--- begin QUOTED TEXT ---

Strategy & Annual Planning Sessions tend to drum up lots of emotions. For some, planning is exciting and fun, while others approach it with a sense of dread and worry. What’s even more challenging is throwing all those people and all those emotions into a room for two days together to have tough discussions.
7 tips for having for a drama-free session:
Meet Basic Needs
People need breaks, food and a comfortable room. Be clear about the timing for the day and adhere to it. If you promise a break at 10am, do your best to give a break at 10am. Plan in advance for lunch to be delivered and check for any dietary restrictions. Decide if lunch will be a break or a working lunch and tell everyone that morning what to expect. Pay attention to the temperature and AV setup in the room. If someone is cold, or unable to hear or see well, they will not be a happy participant.
Set Clear Objectives
At the beginning of the day, work as a team to set your Objectives for the session. We recommend using an Objective Statement to define a shared objective at the start of any session. You may want to write this in advance of the session with your facilitator and share it with the team to open the day; you can ask for feedback or additions and ensure everyone understands and supports the objectives.
Educate on the Process
Slow down to share the process you will use with the team. If you are using the Rhythm System, a simple overview of the methodology to refresh everyone is helpful. If you are working on something specific like brainstorming Winning Moves or strategies to grow revenue, share the steps you will do as a team.
CEOs who show vulnerability by sharing their own trepidations or worries get more participation and engagement from their team. For example, if you’re coming off a very challenging year, acknowledge the elephant in the room. “I know we missed our numbers this year. I know, I’m not feeling very good about our performance either. But, I know we can work together over the next few days to come up with a great plan for 2020.”
Inevitably, not everyone is going to get their way in the planning session. The team will discuss and debate myriad ideas and approaches. The team will make some difficult decisions about which ideas get a “yes” and which ones get a “no.” Ultimately, they will agree on a plan. However, how a person acts when they leave a session has the potential to cause drama. The facilitator should make it clear what it means to support a plan - even if you don’t get your way. To exhibit support, team members must:
- Not say “they decided” when talking about the plan
- Do everything they can to make the plan successful
- Speak positively about the plan
Set Ground Rules
At the beginning of the session, work with the team to create a Full Value Contract, or a set of ground rules, for your session. Develop a set of rules with the group so that everyone can get the full value out of the meeting. Many of our most successful clients have standards set up in regards to smartphone usage, valuing everyone’s opinion, speaking time limits and much more. With a set of ground rules, you can mitigate lots of issues that get under people’s skin and cause drama.

--- end QUOTED TEXT ---
--- begin DATASET RECORDS ---

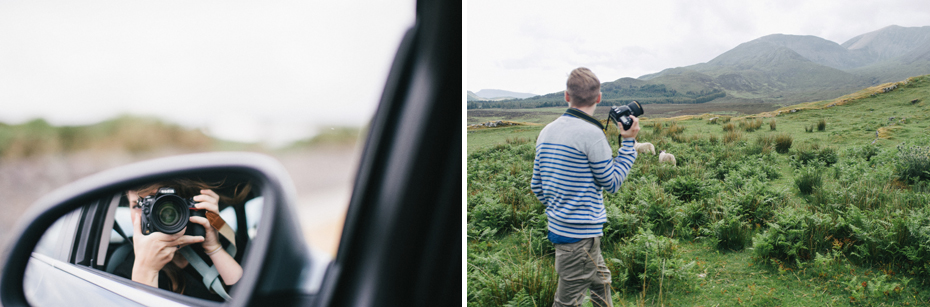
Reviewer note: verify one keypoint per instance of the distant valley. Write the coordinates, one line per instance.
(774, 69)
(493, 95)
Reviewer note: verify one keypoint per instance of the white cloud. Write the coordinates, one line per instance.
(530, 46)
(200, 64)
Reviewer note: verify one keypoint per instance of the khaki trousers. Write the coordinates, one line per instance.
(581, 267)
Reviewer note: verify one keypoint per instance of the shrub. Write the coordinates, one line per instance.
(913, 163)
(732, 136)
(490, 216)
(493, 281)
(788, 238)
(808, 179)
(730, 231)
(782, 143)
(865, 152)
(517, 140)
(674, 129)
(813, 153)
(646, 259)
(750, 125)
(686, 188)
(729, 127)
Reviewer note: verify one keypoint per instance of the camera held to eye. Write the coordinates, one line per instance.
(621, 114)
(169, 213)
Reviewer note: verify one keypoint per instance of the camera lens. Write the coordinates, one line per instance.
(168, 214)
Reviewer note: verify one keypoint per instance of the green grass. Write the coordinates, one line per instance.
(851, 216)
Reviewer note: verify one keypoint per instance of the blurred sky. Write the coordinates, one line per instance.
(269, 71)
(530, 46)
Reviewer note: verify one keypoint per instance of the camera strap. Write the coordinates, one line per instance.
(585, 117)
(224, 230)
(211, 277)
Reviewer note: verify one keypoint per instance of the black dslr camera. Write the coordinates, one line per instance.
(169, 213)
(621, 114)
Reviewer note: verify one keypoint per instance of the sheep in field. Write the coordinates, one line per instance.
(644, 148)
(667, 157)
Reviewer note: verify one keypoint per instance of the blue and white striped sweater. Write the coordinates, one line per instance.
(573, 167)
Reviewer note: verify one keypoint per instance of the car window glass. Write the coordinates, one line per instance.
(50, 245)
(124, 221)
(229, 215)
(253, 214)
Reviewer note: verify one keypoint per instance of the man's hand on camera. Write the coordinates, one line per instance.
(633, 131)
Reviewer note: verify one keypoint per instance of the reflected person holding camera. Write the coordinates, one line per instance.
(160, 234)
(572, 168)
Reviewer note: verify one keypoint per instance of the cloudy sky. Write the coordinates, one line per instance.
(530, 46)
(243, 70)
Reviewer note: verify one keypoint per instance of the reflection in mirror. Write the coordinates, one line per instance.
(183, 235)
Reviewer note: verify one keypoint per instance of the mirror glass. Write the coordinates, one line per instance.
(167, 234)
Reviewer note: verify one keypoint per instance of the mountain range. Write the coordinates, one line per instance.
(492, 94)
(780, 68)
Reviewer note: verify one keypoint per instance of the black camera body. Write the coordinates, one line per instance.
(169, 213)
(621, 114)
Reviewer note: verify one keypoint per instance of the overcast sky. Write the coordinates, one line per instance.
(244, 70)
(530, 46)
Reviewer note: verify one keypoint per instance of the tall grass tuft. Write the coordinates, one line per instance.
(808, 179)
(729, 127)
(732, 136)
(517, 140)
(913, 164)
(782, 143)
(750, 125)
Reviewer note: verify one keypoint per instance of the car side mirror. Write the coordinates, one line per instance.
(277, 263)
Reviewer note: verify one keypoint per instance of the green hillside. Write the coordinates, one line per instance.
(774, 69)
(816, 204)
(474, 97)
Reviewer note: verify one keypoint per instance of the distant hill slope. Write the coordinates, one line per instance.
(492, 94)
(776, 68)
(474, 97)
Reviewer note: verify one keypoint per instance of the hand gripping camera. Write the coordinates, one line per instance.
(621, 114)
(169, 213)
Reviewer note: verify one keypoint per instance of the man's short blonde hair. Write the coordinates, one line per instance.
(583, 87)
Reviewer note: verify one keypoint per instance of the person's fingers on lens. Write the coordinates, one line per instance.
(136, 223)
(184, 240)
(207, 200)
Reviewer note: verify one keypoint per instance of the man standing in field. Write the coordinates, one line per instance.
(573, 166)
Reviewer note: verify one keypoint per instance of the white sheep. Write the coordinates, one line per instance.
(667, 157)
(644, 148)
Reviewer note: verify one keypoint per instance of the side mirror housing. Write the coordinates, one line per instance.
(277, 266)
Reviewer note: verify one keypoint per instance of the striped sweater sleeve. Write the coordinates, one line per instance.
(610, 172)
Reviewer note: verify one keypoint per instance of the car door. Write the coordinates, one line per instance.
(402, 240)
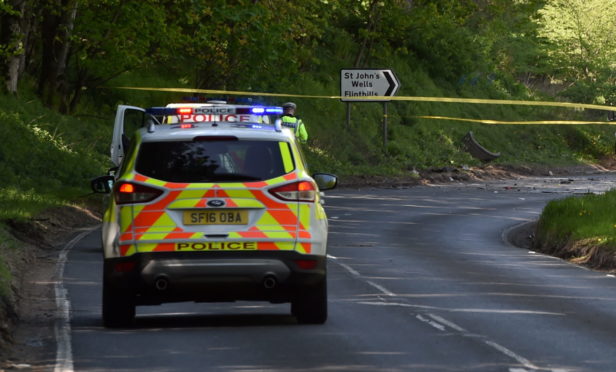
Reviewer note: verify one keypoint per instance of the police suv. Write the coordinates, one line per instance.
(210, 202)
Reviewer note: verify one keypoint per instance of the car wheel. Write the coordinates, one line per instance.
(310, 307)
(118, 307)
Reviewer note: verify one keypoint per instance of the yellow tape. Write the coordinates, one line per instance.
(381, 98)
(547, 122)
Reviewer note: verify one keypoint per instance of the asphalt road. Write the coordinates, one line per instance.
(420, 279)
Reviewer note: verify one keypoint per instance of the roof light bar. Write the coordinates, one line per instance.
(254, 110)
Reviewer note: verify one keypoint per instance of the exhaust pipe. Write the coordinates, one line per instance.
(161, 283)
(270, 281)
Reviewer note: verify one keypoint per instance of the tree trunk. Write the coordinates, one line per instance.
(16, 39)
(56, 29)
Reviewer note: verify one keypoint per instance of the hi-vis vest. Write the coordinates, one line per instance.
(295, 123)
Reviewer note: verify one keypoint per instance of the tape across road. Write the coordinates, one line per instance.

--- end DATASET RECORDS ---

* [TASKS AND EXERCISES]
• 1. In the article on planning sessions, what does the team create at the start of the session as its set of ground rules?
• 2. Write out the entries word for word, starting at the line that contains "Reviewer note: verify one keypoint per instance of the asphalt" and ending with the final line of the entries.

* [RESPONSES TO THE TASKS]
• 1. A Full Value Contract.

• 2.
Reviewer note: verify one keypoint per instance of the asphalt road. Write the coordinates, one line per instance.
(420, 279)
Reviewer note: verify one keypoint per instance of the roof light bar. Write the coordinates, one line per instance.
(254, 110)
Reviewer note: verify one keypoint per instance of the exhaust pipe. Write the coordinates, one line per instance.
(161, 283)
(270, 281)
Reviewer note: verify one keypoint per instance of the tree trunk. Write the coordinates, one line per instance.
(16, 39)
(56, 29)
Reviewer note: verify one keypoint per instance of the hi-vis vest. Write the coordinates, one line per instance.
(295, 123)
Reviewer note: verify one keypoint per instance of the tape across road. Write the coordinates, one line per instance.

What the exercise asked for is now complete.